**SELECTED EXCERPT:**
____
I had finally hit my bottom. I made it
back to Orange County and went to my first
AA meeting. I started going to AA
meetings daily. I went to over 90
meetings in 90 days. As the days
passed I became ready for.....
Principle 2
Earnestly
believe that God exists, that I matter to
Him, and that He has the power to help me
recover.
"Happy are
those that mourn, for they shall be
comforted." (Matt 5:4 JB)
Step 2:
I came to
believe that a power greater than me could
restore me to sanity.
For it is God
who works in you to will and to act
according to His good purpose. (Phil. 2:13
NIV)
This is where
I began to find hope! I finally understood
that God loves me unconditionally. I
was finally able to understand Rom. 11:13:
"... that everything comes from God alone.
Everything comes from His power.’
My own
willpower left me empty and broken. I
had to change my definition of willpower.
For me,
willpower became the willingness to except
God's power for my life. This led me
to.....
Principle 3
Consciously
choose to commit all my life and will to
Christ’s care and control.
"Happy are
the meek." (Matt 5:5 GN)
In working
the first three principles, I said, "I
can't, God can." And I decided
to let Him.
One day at a
time. You see, if we don't surrender
to Christ, we will surrender to chaos!
When I took
the third principle (Step 3) I surrendered,
completely. I was truly broken.
In Step 3:
I made a decision to turn my life and my
will over to the care of God.
Therefore, I
urge you, brothers, in view of God's mercy,
to offer your bodies as living sacrifices,
holy and pleasing to God - this is your
spiritual act of worship. (Rom 12:1 NIV)
____
**RECORDS SHOWN:**
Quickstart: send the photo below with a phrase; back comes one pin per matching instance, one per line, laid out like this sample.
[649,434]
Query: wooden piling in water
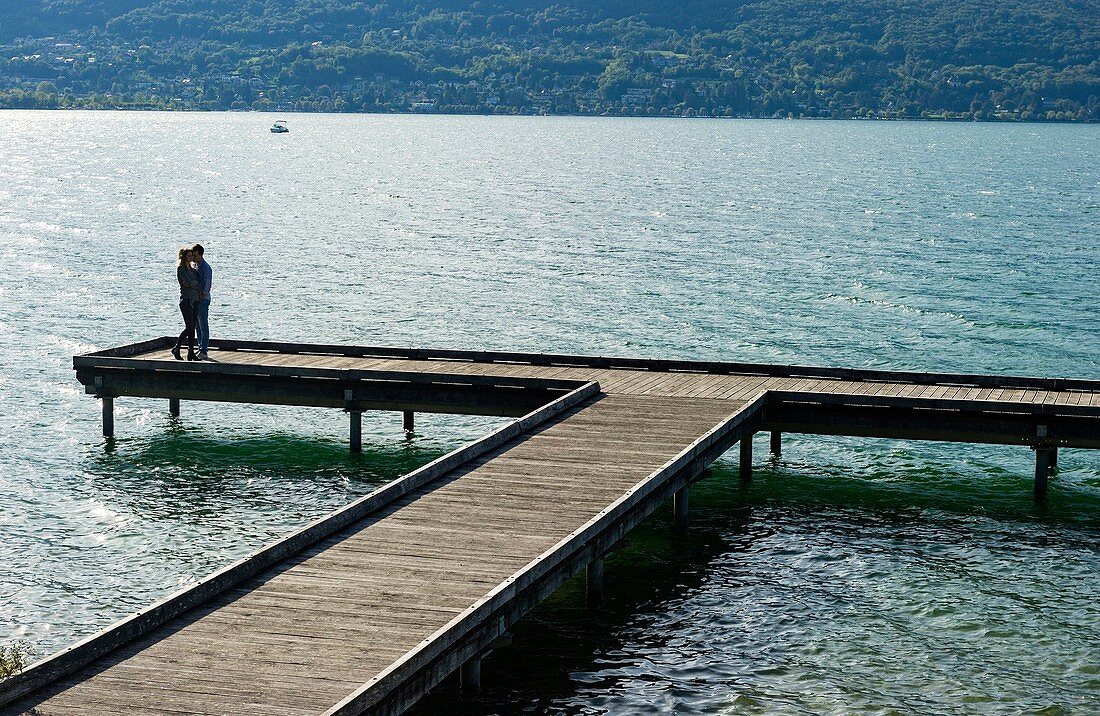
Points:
[648,434]
[1042,470]
[680,508]
[356,430]
[746,461]
[594,582]
[108,417]
[470,675]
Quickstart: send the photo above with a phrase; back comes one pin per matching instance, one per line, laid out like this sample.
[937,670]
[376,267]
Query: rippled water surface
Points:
[850,575]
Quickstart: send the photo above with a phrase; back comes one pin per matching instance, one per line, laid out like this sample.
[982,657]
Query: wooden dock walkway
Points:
[366,609]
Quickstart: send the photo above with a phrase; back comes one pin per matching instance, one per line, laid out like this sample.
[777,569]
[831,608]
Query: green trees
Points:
[987,58]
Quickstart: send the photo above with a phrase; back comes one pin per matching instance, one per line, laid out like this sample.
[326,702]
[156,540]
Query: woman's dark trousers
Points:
[187,308]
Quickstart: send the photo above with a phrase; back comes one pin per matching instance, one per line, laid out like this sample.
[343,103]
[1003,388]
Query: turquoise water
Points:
[851,575]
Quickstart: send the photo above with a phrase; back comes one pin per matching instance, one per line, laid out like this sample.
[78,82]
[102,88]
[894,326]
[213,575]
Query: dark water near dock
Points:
[851,575]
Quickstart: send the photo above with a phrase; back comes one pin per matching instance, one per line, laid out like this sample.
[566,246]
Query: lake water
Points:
[850,575]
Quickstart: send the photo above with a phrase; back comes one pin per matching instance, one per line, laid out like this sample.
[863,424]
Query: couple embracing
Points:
[195,276]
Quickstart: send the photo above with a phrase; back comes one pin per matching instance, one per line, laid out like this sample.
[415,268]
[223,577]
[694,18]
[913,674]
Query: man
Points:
[202,308]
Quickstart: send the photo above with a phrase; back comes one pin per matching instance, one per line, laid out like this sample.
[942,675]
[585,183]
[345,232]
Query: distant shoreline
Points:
[935,119]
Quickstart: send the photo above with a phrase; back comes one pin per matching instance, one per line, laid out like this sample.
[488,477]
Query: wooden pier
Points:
[366,609]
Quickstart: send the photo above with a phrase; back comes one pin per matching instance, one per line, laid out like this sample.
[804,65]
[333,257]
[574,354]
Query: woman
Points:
[188,278]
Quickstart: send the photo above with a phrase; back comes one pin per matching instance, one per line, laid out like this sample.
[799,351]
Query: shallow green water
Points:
[851,575]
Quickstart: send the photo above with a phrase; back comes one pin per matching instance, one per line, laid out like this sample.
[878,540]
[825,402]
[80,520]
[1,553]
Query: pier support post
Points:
[594,581]
[680,508]
[470,675]
[1042,470]
[746,465]
[108,416]
[356,430]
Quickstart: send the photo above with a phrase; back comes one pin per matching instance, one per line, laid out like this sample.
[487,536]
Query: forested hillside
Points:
[1010,59]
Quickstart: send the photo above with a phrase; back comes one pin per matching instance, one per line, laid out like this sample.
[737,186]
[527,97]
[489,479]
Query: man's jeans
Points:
[202,325]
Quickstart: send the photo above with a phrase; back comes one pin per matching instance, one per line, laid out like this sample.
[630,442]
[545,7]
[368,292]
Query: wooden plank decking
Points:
[300,638]
[679,383]
[366,609]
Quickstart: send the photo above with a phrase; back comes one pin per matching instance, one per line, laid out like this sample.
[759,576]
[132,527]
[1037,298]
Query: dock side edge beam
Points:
[68,660]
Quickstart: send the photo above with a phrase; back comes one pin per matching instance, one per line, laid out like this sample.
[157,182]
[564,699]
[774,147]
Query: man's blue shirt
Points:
[206,277]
____
**SHORT TASK 1:** Copy the part of the recovery passage starting at "One day at a" and ending at "(Rom 12:1 NIV)".
**SHORT TASK 2:** Find every line in the rows that contains the string "dock", and copy each one. Case counts.

**TASK SOLUTION 1:**
One day at a
time. You see, if we don't surrender
to Christ, we will surrender to chaos!
When I took
the third principle (Step 3) I surrendered,
completely. I was truly broken.
In Step 3:
I made a decision to turn my life and my
will over to the care of God.
Therefore, I
urge you, brothers, in view of God's mercy,
to offer your bodies as living sacrifices,
holy and pleasing to God - this is your
spiritual act of worship. (Rom 12:1 NIV)

**TASK SOLUTION 2:**
Query: wooden dock walkway
Query: dark water near dock
Query: dock side edge beam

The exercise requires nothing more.